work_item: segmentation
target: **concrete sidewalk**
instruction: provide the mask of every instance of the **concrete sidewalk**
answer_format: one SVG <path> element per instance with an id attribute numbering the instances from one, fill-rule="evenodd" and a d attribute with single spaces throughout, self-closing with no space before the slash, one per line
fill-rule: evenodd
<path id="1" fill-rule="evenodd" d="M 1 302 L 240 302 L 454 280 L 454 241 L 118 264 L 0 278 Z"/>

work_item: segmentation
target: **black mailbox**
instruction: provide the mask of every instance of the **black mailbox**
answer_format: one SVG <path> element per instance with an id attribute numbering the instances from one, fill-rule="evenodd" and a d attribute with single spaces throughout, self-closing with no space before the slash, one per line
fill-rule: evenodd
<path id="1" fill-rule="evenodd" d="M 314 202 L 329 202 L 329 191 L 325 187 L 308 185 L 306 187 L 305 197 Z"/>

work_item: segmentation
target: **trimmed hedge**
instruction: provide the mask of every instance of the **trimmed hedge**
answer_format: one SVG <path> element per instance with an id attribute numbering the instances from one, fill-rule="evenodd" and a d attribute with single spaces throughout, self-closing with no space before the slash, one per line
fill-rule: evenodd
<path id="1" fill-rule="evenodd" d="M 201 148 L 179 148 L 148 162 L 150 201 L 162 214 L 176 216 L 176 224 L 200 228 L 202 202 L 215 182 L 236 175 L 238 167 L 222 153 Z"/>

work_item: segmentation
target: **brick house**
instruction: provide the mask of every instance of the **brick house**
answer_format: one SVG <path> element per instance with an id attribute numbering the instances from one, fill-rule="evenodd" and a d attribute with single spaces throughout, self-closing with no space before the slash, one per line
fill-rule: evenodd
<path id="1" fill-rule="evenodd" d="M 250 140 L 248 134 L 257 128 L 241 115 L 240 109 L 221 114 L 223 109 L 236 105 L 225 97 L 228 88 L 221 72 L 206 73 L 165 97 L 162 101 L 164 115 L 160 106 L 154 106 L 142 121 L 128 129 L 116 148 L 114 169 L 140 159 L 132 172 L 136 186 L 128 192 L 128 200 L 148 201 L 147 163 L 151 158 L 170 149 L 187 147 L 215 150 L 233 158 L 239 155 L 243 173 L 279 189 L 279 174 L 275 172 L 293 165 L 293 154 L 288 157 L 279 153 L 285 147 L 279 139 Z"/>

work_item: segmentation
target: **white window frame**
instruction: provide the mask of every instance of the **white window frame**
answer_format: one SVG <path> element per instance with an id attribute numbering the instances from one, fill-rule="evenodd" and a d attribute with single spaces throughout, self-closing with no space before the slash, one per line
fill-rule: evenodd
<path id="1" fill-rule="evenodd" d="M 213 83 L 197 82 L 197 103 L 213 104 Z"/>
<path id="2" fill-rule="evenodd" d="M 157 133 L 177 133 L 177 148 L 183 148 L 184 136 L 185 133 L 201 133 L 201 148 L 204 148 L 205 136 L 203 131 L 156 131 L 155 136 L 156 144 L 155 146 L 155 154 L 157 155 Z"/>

====================

» **STATED GOAL**: Reproduce the records verbatim, beginning at their first line and stopping after the line that contains "314 202 L 329".

» **WRITTEN SOLUTION**:
work_item: segmentation
target: **concrete sidewalk**
instruction: provide the mask of every instance of the **concrete sidewalk**
answer_format: one SVG <path> element per instance with an id attribute numbering the instances from one, fill-rule="evenodd" and a d attribute with single spaces throughout, self-closing with no space before the slash, one per line
fill-rule: evenodd
<path id="1" fill-rule="evenodd" d="M 1 302 L 240 302 L 454 280 L 454 241 L 118 264 L 0 278 Z"/>

work_item: segmentation
target: **black mailbox**
instruction: provide the mask of every instance of the **black mailbox**
answer_format: one SVG <path> element per instance with an id attribute numbering the instances from one, fill-rule="evenodd" and a d attribute with single spaces throughout, self-closing with no space before the slash, one per line
fill-rule: evenodd
<path id="1" fill-rule="evenodd" d="M 314 202 L 329 202 L 329 191 L 325 187 L 308 185 L 306 187 L 305 197 Z"/>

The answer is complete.